Begin Article
Wayne Hale spent nearly his entire NASA career in human spaceflight operations, managing a space shuttle program that valued safety over innovation and efficiency.

But during the final leg of his 32 years with the U.S. space agency, Hale took a headquarters job geared toward bridging the cultural divide between his ‘old space’ colleagues at the Johnson and Kennedy space centers and the ‘new space’ contenders NASA is counting on to carry cargo and crew to the international space station. As NASA deputy associate administrator for strategic partnerships, Hale worked with the Exploration Systems Mission Directorate’s chief engineer, Frank Bauer, to formulate the NASA insight/oversight model that NASA’s Commercial Crew Program adopted as the foundation for the agency’s safety review of new providers.

Now as director of human spaceflight at Boulder, Colo.-based Special Aerospace Services, Hale is helping the ‘new space’ crowd understand and navigate the NASA safety culture they will have to appease if they want to sell crew services to NASA.

Hale recently discussed his personal views on the state of U.S. human spaceflight with Space News correspondent Leonard David.

 

How can NASA ensure crew safety without taking too heavy a hand with the would-be commercial operators?

It is obvious that there is an internal struggle within NASA as the old traditional way of controlling human spaceflight contractors contends with the new model. It’s all about control, and NASA must relinquish detailed control to allow nimble, innovative commercial companies to provide a low-cost, reliable and adequately safe system to transport humans to low Earth orbit and back. The companies trying to negotiate this turbulent and unsettled process can benefit from the experience of someone who has seen it from both sides. That is what we are trying to do.

 

What did your time on the shuttle program teach you about balancing safety and efficiency?

Most of my career was spent in flight operations where we strove to achieve the maximum possible return on every flight but were of course limited by the basic design of the system. As such, I had very little insight or control over basic program costs and efficiencies. Later in my career, as the space shuttle deputy program manager and then program manager, I got an in-depth look at the inefficiencies of the NASA management systems, which drove costs up and kept productivity low.

 

What did you do about it?
End Article
Begin Rows
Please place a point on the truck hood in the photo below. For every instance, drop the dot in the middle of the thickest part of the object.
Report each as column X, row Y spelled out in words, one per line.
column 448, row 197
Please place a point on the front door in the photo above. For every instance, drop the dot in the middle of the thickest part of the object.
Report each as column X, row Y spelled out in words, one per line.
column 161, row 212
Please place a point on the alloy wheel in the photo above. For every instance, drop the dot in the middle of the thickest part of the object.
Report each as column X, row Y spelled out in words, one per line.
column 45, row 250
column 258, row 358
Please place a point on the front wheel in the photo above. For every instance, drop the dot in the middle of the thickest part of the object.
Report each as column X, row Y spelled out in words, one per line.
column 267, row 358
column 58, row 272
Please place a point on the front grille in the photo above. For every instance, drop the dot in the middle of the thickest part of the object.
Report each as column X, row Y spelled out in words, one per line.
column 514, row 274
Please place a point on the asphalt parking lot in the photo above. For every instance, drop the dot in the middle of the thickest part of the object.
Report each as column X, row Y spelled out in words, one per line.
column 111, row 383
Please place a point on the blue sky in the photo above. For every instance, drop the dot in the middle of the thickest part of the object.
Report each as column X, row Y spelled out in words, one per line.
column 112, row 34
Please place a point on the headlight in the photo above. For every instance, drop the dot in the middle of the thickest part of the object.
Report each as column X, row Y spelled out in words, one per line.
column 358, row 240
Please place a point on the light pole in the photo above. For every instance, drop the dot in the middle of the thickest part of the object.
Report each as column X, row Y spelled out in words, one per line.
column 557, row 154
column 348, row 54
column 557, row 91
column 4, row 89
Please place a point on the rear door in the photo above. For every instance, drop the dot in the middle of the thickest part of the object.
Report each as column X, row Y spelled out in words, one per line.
End Rows
# [Task to complete]
Using the interview with Wayne Hale, explain in one to three sentences why he says NASA must give up detailed control over commercial human spaceflight companies.

# [Answer to this task]
Hale says NASA must relinquish detailed control so that nimble, innovative commercial companies can provide a low-cost, reliable and adequately safe system to transport humans to low Earth orbit and back.